» **Text for analysis**:
******
Now that the almighty downtown is even more gone, we may need to imagine remote work as a new kind of deindustrialization. If so, the future may be bleak. Some histories of cities that lost a major industrial employer (like Howard Gillette’s Camden, New Jersey, and Andrew Highsmith’s Flint, Michigan) end without stories of recovery. And those that offer more hope for city budgets (such as Guian McKee on Philadelphia, Gabriel Winant on Pittsburgh, and Destin Jenkins on San Francisco) tell us that a rising tide swamps some boats. As Gillette noted in The Paradox of Urban Revitalization (published in 2022, but written mostly before the spread of COVID-19), the apparently thriving “comeback cities” of the 1980s and beyond were profoundly divided by race and class, with some families and neighborhoods struggling as others flourished, and poverty rates rising alongside property values and median incomes. We see comparable inequality in the COVID-19-era pattern of exploited gig workers delivering lunches to the homes of comfortable remote workers.

Previous generations of urban historians have long chronicled the threats to cities.

On a more hopeful note, urban history also reminds us that cities are more than job sites. One of the most visible legacies of the pandemic for American cities has been the development of open-air restaurant sections, or “streeteries,” many of which remain popular even as the risks of indoor dining fade. Historical works like Robin Bachin’s Building the South Side stress the importance of such institutions as stadiums, clubs, houses of worship, and other sites of communal delight to the broader life of cities, helping us understand the city beyond the office. Similarly, Alison Isenberg’s Downtown America is a story of reinvention, as business owners, city officials, and residents fought or cooperated to find new meanings for Main Street. As cities seek to convert office districts to mixed-use sectors, they could learn from Paul Groth’s history of people living downtown.
******
» **Brief**:
Continue the passage on remote work and the future of American cities, starting after its final sentence.

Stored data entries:
******
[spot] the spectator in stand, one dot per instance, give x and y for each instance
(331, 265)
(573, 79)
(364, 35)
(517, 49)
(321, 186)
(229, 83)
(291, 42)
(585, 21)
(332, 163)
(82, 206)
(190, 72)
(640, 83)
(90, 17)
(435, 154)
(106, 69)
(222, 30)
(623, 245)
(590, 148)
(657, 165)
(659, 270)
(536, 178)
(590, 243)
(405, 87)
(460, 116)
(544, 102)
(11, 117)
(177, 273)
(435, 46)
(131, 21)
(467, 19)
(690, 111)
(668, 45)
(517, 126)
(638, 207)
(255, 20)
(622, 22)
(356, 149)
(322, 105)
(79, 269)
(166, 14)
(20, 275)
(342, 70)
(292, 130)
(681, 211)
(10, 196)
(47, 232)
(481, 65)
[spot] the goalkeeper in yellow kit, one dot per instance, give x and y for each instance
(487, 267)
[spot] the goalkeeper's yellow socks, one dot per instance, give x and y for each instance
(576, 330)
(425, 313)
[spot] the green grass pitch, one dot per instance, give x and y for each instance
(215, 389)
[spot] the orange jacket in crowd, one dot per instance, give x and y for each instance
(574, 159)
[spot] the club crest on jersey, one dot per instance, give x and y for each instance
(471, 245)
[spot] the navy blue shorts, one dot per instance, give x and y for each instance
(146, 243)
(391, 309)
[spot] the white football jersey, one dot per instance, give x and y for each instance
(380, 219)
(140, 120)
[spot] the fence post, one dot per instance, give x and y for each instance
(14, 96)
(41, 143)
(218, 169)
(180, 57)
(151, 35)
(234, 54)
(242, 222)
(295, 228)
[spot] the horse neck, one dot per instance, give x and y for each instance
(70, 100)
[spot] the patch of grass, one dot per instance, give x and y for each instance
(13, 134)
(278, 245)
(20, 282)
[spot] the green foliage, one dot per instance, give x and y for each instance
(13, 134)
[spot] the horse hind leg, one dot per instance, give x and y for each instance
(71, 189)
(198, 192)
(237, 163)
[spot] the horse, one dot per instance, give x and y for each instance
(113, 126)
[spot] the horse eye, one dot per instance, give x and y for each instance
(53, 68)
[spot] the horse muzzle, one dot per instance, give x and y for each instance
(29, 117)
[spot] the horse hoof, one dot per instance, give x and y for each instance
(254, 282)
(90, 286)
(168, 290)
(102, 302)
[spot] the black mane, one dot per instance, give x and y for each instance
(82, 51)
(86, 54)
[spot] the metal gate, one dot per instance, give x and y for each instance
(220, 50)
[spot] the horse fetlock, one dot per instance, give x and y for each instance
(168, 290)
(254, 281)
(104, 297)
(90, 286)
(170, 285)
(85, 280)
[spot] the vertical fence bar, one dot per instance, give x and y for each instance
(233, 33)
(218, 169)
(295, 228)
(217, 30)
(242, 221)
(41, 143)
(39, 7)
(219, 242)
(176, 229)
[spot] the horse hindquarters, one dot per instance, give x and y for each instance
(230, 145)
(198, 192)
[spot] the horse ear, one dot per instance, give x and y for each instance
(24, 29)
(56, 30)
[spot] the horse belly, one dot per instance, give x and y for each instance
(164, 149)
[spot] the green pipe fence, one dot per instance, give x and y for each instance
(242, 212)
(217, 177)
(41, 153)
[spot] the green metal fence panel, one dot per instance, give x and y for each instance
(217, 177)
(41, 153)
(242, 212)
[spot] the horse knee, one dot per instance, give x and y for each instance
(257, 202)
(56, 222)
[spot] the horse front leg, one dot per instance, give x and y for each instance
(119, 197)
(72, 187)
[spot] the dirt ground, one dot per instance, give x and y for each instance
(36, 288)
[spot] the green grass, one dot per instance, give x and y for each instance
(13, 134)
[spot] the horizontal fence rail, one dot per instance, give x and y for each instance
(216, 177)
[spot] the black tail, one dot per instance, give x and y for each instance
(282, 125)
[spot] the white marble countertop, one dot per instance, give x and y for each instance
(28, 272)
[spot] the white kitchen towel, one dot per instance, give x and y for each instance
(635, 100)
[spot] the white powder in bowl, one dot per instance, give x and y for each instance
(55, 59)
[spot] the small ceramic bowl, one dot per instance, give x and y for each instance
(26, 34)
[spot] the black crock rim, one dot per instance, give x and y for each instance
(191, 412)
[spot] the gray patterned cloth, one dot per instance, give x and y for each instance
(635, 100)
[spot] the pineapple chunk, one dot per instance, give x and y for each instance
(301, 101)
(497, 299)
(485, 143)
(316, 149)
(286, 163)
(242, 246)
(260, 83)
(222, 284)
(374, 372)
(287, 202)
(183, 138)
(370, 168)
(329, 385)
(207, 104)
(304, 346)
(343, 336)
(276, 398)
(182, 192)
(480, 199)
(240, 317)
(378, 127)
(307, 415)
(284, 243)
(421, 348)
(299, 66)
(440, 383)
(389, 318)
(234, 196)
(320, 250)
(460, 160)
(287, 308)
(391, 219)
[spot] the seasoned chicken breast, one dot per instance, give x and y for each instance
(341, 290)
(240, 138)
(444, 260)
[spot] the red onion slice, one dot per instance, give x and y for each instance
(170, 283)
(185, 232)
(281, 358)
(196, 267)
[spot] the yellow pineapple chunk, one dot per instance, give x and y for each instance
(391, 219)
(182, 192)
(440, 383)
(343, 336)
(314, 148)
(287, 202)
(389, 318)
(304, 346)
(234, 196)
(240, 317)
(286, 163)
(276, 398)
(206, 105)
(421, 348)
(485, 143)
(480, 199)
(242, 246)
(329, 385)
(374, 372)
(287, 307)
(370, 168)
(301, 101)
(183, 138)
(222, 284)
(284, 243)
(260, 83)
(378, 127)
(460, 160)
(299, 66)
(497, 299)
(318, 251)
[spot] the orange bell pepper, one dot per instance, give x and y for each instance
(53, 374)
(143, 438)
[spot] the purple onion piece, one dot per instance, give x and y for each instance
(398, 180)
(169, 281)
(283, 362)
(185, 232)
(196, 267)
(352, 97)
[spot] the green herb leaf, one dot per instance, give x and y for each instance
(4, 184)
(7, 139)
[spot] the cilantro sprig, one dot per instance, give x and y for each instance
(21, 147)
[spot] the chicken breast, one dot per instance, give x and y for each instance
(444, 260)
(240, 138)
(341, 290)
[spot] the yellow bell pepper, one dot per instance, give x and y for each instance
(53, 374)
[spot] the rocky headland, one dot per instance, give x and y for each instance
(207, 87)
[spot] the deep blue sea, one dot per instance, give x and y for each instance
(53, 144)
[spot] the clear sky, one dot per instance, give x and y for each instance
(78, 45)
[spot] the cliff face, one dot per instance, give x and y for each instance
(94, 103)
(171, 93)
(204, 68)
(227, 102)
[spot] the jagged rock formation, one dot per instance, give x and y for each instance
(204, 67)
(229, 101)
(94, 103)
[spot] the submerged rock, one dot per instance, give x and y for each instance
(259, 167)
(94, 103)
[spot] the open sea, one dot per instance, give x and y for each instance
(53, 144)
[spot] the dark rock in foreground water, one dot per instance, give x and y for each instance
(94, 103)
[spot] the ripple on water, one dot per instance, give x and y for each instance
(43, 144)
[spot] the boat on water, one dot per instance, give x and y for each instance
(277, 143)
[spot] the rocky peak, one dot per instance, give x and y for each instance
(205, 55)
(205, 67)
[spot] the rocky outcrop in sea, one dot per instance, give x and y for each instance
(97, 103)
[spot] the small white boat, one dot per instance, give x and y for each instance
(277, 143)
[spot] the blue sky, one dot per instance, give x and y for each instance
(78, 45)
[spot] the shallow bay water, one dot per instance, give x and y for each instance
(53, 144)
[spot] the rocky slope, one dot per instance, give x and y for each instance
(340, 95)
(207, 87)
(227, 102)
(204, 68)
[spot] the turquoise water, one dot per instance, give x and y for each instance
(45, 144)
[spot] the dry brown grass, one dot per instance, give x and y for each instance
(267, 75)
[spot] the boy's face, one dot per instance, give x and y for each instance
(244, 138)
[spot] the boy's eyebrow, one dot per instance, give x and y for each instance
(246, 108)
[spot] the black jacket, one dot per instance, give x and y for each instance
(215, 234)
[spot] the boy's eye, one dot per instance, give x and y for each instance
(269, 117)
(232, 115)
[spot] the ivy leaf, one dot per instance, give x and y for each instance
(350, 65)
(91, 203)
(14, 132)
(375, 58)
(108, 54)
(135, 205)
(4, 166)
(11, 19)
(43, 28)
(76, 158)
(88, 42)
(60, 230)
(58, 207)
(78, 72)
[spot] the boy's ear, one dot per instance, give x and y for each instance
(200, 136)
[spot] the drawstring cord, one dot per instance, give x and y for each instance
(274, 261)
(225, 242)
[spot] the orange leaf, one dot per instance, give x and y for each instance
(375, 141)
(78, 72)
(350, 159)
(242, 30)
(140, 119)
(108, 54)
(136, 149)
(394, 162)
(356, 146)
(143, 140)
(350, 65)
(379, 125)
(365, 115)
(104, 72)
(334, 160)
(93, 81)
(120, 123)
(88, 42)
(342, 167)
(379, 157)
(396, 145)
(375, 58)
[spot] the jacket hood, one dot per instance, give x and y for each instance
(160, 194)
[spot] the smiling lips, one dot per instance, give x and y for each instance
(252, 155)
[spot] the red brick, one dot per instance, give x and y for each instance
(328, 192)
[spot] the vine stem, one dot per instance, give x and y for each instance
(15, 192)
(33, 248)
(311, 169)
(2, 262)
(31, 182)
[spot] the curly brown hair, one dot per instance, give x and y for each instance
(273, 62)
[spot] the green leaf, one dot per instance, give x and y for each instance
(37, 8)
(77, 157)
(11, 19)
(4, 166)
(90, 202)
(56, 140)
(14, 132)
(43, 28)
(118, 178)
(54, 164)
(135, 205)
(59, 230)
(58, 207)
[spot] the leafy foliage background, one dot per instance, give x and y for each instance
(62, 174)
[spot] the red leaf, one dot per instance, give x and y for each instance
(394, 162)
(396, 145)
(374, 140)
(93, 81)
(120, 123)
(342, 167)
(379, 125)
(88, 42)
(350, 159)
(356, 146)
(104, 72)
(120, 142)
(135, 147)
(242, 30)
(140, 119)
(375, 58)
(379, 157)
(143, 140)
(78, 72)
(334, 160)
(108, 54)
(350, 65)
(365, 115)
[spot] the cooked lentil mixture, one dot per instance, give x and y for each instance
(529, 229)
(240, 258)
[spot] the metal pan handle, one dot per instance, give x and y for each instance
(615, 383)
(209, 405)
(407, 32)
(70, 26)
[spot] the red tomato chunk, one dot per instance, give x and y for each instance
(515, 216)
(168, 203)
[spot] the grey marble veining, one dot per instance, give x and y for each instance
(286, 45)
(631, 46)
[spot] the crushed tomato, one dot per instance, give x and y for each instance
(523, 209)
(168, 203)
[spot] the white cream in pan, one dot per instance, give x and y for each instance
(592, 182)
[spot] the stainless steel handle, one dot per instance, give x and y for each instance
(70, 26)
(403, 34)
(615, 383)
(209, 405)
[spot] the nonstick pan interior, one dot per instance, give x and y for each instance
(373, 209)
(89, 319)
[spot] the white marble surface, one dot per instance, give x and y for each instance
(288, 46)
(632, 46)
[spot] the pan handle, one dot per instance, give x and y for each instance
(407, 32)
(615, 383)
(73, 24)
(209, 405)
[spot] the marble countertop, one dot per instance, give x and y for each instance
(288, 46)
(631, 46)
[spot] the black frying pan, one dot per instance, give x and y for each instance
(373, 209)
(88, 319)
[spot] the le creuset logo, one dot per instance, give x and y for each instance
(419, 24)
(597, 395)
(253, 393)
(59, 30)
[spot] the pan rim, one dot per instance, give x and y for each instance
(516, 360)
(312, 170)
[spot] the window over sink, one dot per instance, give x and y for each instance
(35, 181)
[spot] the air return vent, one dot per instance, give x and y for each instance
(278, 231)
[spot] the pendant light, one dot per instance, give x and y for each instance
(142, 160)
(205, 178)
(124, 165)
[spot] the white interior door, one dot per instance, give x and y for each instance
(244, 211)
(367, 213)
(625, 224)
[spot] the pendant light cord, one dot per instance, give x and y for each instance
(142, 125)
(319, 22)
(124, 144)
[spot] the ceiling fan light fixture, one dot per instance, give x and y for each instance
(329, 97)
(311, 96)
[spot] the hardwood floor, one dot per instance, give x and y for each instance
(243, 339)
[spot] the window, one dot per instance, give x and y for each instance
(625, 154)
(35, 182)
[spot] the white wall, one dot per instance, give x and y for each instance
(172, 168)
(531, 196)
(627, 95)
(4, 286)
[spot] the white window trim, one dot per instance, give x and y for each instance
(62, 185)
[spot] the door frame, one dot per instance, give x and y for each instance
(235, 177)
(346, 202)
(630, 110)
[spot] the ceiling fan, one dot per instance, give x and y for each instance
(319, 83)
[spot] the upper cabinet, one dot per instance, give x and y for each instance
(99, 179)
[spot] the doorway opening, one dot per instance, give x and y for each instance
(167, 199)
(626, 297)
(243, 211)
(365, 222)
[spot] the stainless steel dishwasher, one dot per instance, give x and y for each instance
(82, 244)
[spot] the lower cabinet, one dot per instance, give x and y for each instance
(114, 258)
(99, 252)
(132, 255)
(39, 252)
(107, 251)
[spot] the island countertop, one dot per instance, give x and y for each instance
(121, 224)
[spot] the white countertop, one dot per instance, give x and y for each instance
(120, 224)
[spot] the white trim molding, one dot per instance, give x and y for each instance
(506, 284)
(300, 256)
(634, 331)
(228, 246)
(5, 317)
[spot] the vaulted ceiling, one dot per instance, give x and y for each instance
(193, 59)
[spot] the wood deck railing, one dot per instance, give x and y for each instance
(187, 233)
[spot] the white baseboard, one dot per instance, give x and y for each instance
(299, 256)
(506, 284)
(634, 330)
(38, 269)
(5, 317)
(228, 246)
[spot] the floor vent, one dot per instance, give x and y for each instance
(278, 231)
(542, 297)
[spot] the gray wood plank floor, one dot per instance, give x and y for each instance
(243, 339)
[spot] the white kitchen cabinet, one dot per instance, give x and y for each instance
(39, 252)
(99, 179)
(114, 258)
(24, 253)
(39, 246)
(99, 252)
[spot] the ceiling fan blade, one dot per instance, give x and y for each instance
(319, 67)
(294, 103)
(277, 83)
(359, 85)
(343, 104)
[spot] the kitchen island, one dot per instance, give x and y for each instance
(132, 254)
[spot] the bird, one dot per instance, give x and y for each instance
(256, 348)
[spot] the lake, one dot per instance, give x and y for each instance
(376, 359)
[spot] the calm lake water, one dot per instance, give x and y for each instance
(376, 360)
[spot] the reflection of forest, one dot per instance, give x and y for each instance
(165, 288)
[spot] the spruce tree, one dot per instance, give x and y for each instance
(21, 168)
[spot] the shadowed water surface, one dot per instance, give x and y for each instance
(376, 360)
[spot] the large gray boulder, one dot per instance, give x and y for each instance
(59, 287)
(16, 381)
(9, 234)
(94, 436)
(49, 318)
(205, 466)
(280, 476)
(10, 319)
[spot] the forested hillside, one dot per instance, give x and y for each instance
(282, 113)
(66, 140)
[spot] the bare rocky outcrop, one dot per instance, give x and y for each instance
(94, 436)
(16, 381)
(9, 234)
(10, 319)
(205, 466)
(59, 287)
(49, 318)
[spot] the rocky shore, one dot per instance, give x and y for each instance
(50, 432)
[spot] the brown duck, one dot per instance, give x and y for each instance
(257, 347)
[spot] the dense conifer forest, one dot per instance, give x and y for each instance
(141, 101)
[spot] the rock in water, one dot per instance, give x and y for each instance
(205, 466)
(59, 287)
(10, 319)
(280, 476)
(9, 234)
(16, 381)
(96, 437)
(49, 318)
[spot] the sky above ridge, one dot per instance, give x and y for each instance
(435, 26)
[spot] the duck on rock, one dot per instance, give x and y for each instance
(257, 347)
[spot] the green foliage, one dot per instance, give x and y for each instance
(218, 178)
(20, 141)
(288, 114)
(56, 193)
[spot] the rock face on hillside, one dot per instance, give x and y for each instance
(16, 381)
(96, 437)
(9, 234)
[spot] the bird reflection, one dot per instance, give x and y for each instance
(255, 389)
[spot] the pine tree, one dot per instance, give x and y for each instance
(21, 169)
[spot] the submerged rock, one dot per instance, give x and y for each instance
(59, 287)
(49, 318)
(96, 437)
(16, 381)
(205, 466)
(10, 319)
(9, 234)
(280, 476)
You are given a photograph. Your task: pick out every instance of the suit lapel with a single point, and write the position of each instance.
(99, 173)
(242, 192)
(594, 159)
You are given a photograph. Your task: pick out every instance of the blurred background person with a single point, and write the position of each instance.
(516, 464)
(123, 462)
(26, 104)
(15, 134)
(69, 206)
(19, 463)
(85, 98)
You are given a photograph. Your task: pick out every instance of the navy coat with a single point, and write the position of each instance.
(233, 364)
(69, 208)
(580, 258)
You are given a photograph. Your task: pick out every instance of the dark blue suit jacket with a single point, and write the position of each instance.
******
» **Result for this exercise**:
Nor are big cities with identifiable downtowns the only model of urban life. As urban and regional planning scholar Uwe Brandes noted in September 2024, the big winners of the work-from-home movement may be cities such as Boise and Nashville that offer some of the feel of a vacation destination but at a larger scale than Wenatchee. For decades, urban historians have scolded each other for writing only about New York, Chicago, and Los Angeles when we could have been writing about “North Platte, Nebraska or Albany, Georgia.” Histories of research parks, such as those by Margaret O’Mara and Alex Sayf Cummings, can help us think beyond the traditional city, and Benjamin Waterhouse has even given us the beginning of a history of working from home. Perhaps the next step is to explore the history of Zoom towns. Garreau suggested Sintra, the summer capital of Portuguese kings, and Matthew Adair has mapped summer residences of the 1920s urban elites.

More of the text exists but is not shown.